O 30ª congresso Ecaade (Education and Research in Computer-aided Architectural Design in Europe), realizado em Praga na semana de 10 a 14 de setembro de 2012, mostrou que a área de Computer-aided Architectural Design está se dirigindo mais uma vez para novas fronteiras da interdisciplinaridade. Segundo Henry Achten, coordenador do Molab e organizador do congresso juntamente com Dana Matejovska, a “Revolução Digital”, iniciada há algumas décadas, está longe de ter terminado. Ela está apenas tornando-se cada vez mais física, enquanto as transformações na maneira de pensar, projetar e construir a arquitetura continuam ocorrendo em um ritmo cada vez mais acelerado. Com o tema Digital Physicality/Physical Digitality, o congresso teve este ano um número recorde de participantes e de publicação de artigos, com cerca de 180 trabalhos de pesquisadores europeus e de outros continentes. A lista completa de apresentações pode ser vista no site.
Na primeira década do século XXI os trabalhos apresentados nos congressos Ecaade, assim como nos demais congressos internacionais da área, enfatizavam a técnica inicialmente conhecida como prototipagem rápida e logo depois rebatizada de fabricação digital, passando a envolver mais que a produção de protótipos por sistemas aditivos. Motivados pela necessidade de produzir edifícios com formas especiais, os pesquisadores passaram a estabelecer parcerias com a indústria de materiais de construção e a investigar novos meios de produção controlados por computador, como o corte a laser, a plasma e por jato de água. Nos últimos anos daquela década, no entanto, a modelagem paramétrica começou a competir com esse tema, em especial após o lançamento e popularização de softwares como o Generative Components da Bentley e, mais recentemente, o Grasshopper da Mc Neil.

> [OBJETIVO DA TAREFA]: Pode reproduzir fielmente a parte do trecho sobre o congresso Ecaade que vai de "Na primeira década" até "da Mc Neil.", incluindo ambos?

> [EXTRATO DOS DADOS]:
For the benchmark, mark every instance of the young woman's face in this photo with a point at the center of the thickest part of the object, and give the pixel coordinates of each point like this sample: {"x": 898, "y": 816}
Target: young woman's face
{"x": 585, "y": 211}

> [RESPOSTA DO EXERCÍCIO]:
Na primeira década do século XXI os trabalhos apresentados nos congressos Ecaade, assim como nos demais congressos internacionais da área, enfatizavam a técnica inicialmente conhecida como prototipagem rápida e logo depois rebatizada de fabricação digital, passando a envolver mais que a produção de protótipos por sistemas aditivos. Motivados pela necessidade de produzir edifícios com formas especiais, os pesquisadores passaram a estabelecer parcerias com a indústria de materiais de construção e a investigar novos meios de produção controlados por computador, como o corte a laser, a plasma e por jato de água. Nos últimos anos daquela década, no entanto, a modelagem paramétrica começou a competir com esse tema, em especial após o lançamento e popularização de softwares como o Generative Components da Bentley e, mais recentemente, o Grasshopper da Mc Neil.